-- To do --
Your job is to write out each record precisely as it stands.

···

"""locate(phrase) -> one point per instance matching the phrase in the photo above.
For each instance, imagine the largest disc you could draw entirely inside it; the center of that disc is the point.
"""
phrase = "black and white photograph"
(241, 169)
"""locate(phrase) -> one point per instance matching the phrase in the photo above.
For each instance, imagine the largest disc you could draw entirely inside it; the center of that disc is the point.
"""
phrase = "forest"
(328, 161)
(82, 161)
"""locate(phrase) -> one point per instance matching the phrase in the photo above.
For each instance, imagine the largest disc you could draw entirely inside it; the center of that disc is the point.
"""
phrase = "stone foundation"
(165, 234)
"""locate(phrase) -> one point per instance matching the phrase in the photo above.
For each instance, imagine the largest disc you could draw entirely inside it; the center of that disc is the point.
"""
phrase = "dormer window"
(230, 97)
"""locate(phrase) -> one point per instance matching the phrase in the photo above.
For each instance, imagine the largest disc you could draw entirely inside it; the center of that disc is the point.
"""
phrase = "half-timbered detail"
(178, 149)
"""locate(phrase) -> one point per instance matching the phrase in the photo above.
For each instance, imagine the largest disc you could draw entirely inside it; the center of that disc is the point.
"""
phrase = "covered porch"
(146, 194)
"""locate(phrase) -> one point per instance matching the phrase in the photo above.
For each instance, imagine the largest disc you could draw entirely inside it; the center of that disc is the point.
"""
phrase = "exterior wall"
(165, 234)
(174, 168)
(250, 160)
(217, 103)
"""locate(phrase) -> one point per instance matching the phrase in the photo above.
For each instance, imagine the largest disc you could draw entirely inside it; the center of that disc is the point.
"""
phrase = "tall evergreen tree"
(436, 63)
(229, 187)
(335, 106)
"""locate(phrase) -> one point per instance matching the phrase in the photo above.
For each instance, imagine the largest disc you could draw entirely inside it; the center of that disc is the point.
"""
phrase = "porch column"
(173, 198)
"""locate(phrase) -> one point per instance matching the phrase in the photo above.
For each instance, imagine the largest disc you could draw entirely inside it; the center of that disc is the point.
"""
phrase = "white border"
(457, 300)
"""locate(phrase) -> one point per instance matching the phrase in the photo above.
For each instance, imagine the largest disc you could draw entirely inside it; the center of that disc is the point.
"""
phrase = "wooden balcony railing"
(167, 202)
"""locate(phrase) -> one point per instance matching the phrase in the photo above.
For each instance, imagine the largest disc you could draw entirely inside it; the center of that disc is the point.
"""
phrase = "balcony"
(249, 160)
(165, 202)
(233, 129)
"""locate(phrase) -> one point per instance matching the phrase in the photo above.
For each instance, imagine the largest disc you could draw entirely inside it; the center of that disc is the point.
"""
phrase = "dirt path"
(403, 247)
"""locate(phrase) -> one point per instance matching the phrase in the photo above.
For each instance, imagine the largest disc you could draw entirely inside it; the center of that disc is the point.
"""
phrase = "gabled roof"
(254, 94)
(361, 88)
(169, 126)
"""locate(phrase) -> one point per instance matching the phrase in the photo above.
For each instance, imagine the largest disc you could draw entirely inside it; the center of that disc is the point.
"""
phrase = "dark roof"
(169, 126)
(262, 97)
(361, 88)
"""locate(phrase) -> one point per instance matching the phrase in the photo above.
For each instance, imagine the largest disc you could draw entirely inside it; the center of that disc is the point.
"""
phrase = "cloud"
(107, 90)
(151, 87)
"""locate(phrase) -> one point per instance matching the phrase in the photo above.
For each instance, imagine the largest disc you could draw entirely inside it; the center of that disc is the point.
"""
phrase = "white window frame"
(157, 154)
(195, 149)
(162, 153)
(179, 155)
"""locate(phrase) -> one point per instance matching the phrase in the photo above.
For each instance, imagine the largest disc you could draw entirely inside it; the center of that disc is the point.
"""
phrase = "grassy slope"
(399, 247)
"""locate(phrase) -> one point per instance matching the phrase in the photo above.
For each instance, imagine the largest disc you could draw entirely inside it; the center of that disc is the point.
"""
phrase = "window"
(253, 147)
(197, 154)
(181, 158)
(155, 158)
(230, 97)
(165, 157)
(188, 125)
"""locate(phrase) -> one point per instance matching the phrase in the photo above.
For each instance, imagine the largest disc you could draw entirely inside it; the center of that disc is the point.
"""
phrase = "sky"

···

-- Final answer --
"""locate(phrase) -> one point per instance matching the phrase in the photo above.
For each instance, imagine the largest disc you could draw entirely inside it; the center of that disc is the point.
"""
phrase = "black and white photograph"
(241, 169)
"""locate(phrase) -> one point per instance matching the phrase in the photo above.
For each instance, imagine the largest disc you could draw entirely inside it; the center of that disc is the point.
"""
phrase = "forest"
(328, 161)
(82, 161)
"""locate(phrase) -> one point per instance matching the phrase in the photo above.
For each instance, imagine the largest disc you could draw entirely inside it; the center of that disc is the point.
"""
phrase = "stone foundation"
(165, 234)
"""locate(phrase) -> one point per instance matching the phrase in the photo above.
For each instance, imagine the largest disc you could draw entirely inside it; the center of that disc is the point.
"""
phrase = "dormer window"
(230, 97)
"""locate(phrase) -> one point per instance matching the phrase in the photo above.
For each instance, imagine the largest disc you could draw entirely inside it; the center of that disc is the point.
"""
phrase = "half-timbered detail"
(178, 149)
"""locate(phrase) -> one point per instance matching the phrase in the photo above.
For each instance, imagine the largest disc you could draw entirely inside it; the center of that disc is the point.
"""
phrase = "covered porch"
(146, 194)
"""locate(phrase) -> one point per instance matching the phrase in the photo above.
For each instance, imagine the largest disc you could draw entirely inside it; the center of that disc is the point.
"""
phrase = "exterior wall"
(165, 234)
(174, 168)
(250, 160)
(217, 103)
"""locate(phrase) -> one point per instance matching the phrase in the photo above.
For each instance, imagine the largest disc you could draw entirely inside it; the center of that disc is the point.
"""
phrase = "tall evergreen tree"
(436, 63)
(229, 187)
(335, 106)
"""locate(phrase) -> one point per instance matching the phrase in the photo above.
For each instance, imagine the largest disc you could draw entirely inside it; the center of that disc is the point.
"""
phrase = "porch column"
(173, 198)
"""locate(phrase) -> one point per instance matching the phrase in the photo above.
For each instance, imagine the largest disc you could draw entirely inside it; the center of that disc is the point.
"""
phrase = "white border"
(457, 300)
"""locate(phrase) -> one point per instance matching the phrase in the photo above.
For each instance, imagine the largest disc you could draw entirely inside it; the center of that disc is the point.
"""
phrase = "wooden balcony railing"
(167, 202)
"""locate(phrase) -> one point per instance matching the phrase in the photo above.
For each instance, imagine the largest disc you could draw entirely inside it; the center of that disc is the point.
"""
phrase = "balcony"
(249, 160)
(165, 202)
(233, 129)
"""locate(phrase) -> one point per instance matching the phrase in the photo above.
For each instance, imagine the largest disc you could draw entirely inside it; the center of that disc is the point.
"""
phrase = "dirt path"
(403, 247)
"""locate(phrase) -> one point per instance matching the phrase in the photo above.
For each instance, imagine the largest disc you could draw entirely inside it; the center of that disc is the point.
"""
phrase = "gabled roof"
(254, 94)
(361, 88)
(169, 126)
"""locate(phrase) -> one point per instance matching the phrase in the photo above.
For each instance, imagine the largest disc you could draw entirely inside it; the center of that disc is the point.
"""
phrase = "dark roof"
(169, 126)
(262, 97)
(361, 88)
"""locate(phrase) -> one point per instance matching the phrase in the photo above.
For each instance, imagine the largest disc you could draw entirely inside it; the center of that disc is the point.
"""
phrase = "cloud"
(107, 90)
(151, 87)
"""locate(phrase) -> one point per instance matching the phrase in the photo above.
For each instance, imagine the largest disc you could draw entirely inside it; the center of that disc is the point.
"""
phrase = "white window frame"
(157, 154)
(195, 149)
(162, 153)
(179, 155)
"""locate(phrase) -> one point per instance matching the phrase in the photo above.
For each instance, imagine the largest disc you could draw entirely inside it; the center of that disc is the point.
"""
phrase = "grassy slope"
(399, 247)
"""locate(phrase) -> one point per instance matching the phrase in the photo above.
For each instance, imagine the largest disc you could draw entirely inside it; the center of that disc is the point.
"""
phrase = "window"
(253, 147)
(197, 154)
(181, 158)
(155, 158)
(230, 97)
(165, 157)
(188, 125)
"""locate(phrase) -> one point per instance matching the phrase in the photo above.
For each instance, imagine the largest disc you could draw entirely inside it; the center of that disc is the point.
"""
phrase = "sky"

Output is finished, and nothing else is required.